Anforderungen der Aufgaben =
a - Kopiere aus dem Infoblatt des Servir e.V. wortgetreu den Abschnitt von "am besten gar" bis einschließlich "Fast Food-Ketten besucht.".
b - Schreib die Zeilen der Datensätze unverändert ab, vom Beginn der Datensätze bis einschließlich der Zeile mit "64 17 L 63 19".

===== Gezeigter Textauszug

Servir-Info 2000

Der Servir e.V. informiert

 Ein McChicken weniger die Woche
 Das hätte Lola sich nicht im Traum gedacht
 Rio hautnah
 Servir
 Pequeno Davi
 Quebra Guiada
 Nicht nur zugeschaut
 Zum Abschluss


Ein McChicken weniger die Woche,

am besten gar keines mehr, - so könnte das Fazit des Vortrags des Buchautors und Journalisten Siegfried Pater lauten. Im Mai dieses Jahres war er auf Einladung des Servir e.V. am Gymnasium Maria Königin und versuchte, in zwei engagierten Veranstaltungen die Schüler der Klassen 10 bis 12 ein wenig über die Zusammenhänge zu informieren, die man wissen sollte, wenn man eine der großen Fast Food-Ketten besucht.

"Kleine Kinder brauchen große Hilfe", so steht es in der McDonald’s Broschüre "Soziales Engagement 1999". Dass dieser "kinderfreundliche" Konzern die Plastikfiguren für seine weltweit vertriebenen Juniortüten von Vertragsfirmen in Asien bezieht, die Kinderarbeit unter unmenschlichen Bedingungen zulassen, das steht da nicht drin. Bis zu 16 Stunden täglich schuften Kinder unter unsäglichen Bedingungen und das für einen Hungerlohn von 24 Yuan pro Tag, etwa fünf Mark. Der größte Teil davon wird ihnen für schlechte Unterkunft und Ernährung wieder abgezogen. Siegfried Pater berichtete auch über die Abholzung von Tropenwäldern in Costa Rica, die großen Farmen für Fleischwolfrinder weichen mussten und über Soja aus Brasilien, das als Tierfutter für ihre Verwandten in Bayern dient. Das Land, das hier zur Gewinnoptimierung für einzelne Konzerne beansprucht wird, war der Lebensraum der Ureinwohner und kleiner Farmer, die ihre Familien in Subsistenzwirtschaft ernährten. Sie werden marginalisiert, an den Rand gedrängt. Die Beispiele zeigen, wie unsere Lebensgewohnheiten mit der Situation in der Dritten Welt zusammenhängen.

==========
===== Auflistung der Daten

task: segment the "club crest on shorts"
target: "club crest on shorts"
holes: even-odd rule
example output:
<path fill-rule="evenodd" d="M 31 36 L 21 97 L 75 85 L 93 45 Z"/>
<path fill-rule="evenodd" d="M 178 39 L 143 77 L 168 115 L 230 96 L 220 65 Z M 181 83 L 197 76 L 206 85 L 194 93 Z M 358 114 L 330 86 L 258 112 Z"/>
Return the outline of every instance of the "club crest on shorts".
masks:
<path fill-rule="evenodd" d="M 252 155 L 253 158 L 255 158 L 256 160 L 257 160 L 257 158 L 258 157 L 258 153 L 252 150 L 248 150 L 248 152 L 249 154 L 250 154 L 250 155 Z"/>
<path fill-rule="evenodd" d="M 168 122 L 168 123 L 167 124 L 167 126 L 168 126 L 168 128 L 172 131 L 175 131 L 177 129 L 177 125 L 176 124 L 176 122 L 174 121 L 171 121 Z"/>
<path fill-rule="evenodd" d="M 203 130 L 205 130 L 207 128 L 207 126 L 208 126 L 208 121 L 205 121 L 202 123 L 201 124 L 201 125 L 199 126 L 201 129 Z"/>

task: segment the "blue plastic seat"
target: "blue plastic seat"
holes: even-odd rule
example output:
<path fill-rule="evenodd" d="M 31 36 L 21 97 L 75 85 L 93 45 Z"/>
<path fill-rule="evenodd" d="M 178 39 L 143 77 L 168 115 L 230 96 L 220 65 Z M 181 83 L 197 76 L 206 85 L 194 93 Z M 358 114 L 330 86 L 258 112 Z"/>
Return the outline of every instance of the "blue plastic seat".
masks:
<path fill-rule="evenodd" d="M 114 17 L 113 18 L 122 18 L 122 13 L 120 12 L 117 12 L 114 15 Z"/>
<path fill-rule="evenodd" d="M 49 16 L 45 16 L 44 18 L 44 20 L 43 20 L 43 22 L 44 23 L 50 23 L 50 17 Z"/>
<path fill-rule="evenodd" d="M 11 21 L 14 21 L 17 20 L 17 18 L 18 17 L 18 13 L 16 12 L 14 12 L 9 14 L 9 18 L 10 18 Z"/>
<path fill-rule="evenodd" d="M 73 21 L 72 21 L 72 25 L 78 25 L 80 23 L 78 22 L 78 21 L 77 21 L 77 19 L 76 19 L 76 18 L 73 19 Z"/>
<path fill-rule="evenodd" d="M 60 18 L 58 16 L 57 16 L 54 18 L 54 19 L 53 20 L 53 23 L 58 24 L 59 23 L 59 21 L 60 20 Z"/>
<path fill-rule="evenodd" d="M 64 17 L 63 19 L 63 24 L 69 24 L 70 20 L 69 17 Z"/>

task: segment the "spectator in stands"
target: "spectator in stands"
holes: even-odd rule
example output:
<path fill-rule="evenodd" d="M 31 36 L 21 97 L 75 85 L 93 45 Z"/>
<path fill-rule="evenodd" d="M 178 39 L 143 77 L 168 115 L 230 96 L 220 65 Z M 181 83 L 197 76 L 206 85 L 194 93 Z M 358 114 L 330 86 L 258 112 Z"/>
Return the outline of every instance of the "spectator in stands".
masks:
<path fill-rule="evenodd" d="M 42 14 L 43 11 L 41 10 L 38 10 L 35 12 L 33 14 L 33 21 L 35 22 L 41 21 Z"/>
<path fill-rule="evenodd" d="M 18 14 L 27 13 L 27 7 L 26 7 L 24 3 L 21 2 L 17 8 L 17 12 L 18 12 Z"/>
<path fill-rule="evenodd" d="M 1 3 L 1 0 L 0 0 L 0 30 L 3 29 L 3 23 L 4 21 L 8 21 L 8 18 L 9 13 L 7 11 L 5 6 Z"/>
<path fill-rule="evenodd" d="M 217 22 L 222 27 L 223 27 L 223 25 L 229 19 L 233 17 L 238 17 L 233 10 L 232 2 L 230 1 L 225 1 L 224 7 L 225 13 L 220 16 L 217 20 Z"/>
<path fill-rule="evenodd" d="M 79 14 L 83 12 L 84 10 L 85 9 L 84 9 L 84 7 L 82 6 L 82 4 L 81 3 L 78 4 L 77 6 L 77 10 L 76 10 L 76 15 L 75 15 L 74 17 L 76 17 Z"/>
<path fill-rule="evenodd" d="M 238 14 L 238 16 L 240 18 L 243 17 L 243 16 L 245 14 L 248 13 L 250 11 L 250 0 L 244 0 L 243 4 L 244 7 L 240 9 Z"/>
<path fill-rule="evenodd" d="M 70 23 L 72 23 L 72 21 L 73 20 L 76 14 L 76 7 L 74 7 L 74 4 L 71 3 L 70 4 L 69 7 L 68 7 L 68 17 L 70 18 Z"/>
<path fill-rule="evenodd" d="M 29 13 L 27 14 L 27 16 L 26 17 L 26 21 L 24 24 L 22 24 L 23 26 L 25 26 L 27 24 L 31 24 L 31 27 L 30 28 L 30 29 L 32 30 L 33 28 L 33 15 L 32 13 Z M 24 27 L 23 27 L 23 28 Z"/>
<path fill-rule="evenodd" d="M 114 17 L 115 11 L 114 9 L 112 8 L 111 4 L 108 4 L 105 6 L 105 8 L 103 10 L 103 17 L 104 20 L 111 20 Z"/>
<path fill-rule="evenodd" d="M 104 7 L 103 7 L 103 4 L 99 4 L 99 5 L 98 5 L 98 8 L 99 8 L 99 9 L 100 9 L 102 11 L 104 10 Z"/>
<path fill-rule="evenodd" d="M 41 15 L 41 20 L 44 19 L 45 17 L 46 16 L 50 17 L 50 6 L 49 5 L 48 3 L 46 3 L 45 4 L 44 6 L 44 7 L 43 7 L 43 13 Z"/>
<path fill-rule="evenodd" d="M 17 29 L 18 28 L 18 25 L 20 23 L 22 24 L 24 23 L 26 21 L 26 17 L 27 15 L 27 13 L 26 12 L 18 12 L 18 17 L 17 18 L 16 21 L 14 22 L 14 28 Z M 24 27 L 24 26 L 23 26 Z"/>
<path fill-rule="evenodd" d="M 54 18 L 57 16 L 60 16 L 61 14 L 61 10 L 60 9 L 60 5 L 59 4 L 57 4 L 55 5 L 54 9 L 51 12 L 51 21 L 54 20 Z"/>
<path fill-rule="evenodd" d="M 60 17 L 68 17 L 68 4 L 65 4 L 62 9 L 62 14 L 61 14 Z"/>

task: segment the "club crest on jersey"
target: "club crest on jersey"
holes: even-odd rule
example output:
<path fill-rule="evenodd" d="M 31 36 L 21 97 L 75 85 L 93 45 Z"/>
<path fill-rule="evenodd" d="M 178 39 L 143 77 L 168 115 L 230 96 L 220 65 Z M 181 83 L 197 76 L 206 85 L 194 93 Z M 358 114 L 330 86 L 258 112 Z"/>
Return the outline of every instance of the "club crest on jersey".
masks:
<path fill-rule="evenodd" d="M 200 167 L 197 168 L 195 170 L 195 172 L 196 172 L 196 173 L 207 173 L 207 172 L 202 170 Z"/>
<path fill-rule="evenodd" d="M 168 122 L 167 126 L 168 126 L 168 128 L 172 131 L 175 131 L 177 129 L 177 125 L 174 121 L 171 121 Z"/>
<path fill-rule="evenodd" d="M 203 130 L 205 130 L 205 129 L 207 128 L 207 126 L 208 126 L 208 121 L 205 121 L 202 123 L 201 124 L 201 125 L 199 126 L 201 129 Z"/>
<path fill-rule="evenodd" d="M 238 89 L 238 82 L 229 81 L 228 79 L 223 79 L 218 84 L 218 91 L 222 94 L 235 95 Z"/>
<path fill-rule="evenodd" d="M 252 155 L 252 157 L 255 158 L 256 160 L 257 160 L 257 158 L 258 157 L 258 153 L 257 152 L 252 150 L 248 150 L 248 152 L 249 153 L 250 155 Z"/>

==========

Ergebnisse je Aufgabe =
a -
am besten gar keines mehr, - so könnte das Fazit des Vortrags des Buchautors und Journalisten Siegfried Pater lauten. Im Mai dieses Jahres war er auf Einladung des Servir e.V. am Gymnasium Maria Königin und versuchte, in zwei engagierten Veranstaltungen die Schüler der Klassen 10 bis 12 ein wenig über die Zusammenhänge zu informieren, die man wissen sollte, wenn man eine der großen Fast Food-Ketten besucht.

b -
task: segment the "club crest on shorts"
target: "club crest on shorts"
holes: even-odd rule
example output:
<path fill-rule="evenodd" d="M 31 36 L 21 97 L 75 85 L 93 45 Z"/>
<path fill-rule="evenodd" d="M 178 39 L 143 77 L 168 115 L 230 96 L 220 65 Z M 181 83 L 197 76 L 206 85 L 194 93 Z M 358 114 L 330 86 L 258 112 Z"/>
Return the outline of every instance of the "club crest on shorts".
masks:
<path fill-rule="evenodd" d="M 252 155 L 253 158 L 255 158 L 256 160 L 257 160 L 257 158 L 258 157 L 258 153 L 252 150 L 248 150 L 248 152 L 249 154 L 250 154 L 250 155 Z"/>
<path fill-rule="evenodd" d="M 168 122 L 168 123 L 167 124 L 167 126 L 168 126 L 168 128 L 172 131 L 175 131 L 177 129 L 177 125 L 176 124 L 176 122 L 174 121 L 171 121 Z"/>
<path fill-rule="evenodd" d="M 203 130 L 205 130 L 207 128 L 207 126 L 208 126 L 208 121 L 205 121 L 202 123 L 201 124 L 201 125 L 199 126 L 201 129 Z"/>

task: segment the "blue plastic seat"
target: "blue plastic seat"
holes: even-odd rule
example output:
<path fill-rule="evenodd" d="M 31 36 L 21 97 L 75 85 L 93 45 Z"/>
<path fill-rule="evenodd" d="M 178 39 L 143 77 L 168 115 L 230 96 L 220 65 Z M 181 83 L 197 76 L 206 85 L 194 93 Z M 358 114 L 330 86 L 258 112 Z"/>
Return the outline of every instance of the "blue plastic seat".
masks:
<path fill-rule="evenodd" d="M 114 17 L 113 18 L 122 18 L 122 13 L 120 12 L 117 12 L 114 15 Z"/>
<path fill-rule="evenodd" d="M 49 16 L 45 16 L 44 18 L 44 20 L 43 20 L 43 22 L 44 23 L 50 23 L 50 17 Z"/>
<path fill-rule="evenodd" d="M 11 21 L 14 21 L 17 20 L 17 18 L 18 17 L 18 13 L 16 12 L 14 12 L 9 14 L 9 18 L 10 18 Z"/>
<path fill-rule="evenodd" d="M 73 21 L 72 21 L 72 25 L 78 25 L 80 23 L 78 22 L 78 21 L 77 21 L 77 19 L 76 19 L 76 18 L 73 19 Z"/>
<path fill-rule="evenodd" d="M 60 18 L 58 16 L 57 16 L 54 18 L 54 19 L 53 20 L 53 23 L 58 24 L 59 23 L 59 21 L 60 20 Z"/>
<path fill-rule="evenodd" d="M 64 17 L 63 19 L 63 24 L 69 24 L 70 20 L 69 17 Z"/>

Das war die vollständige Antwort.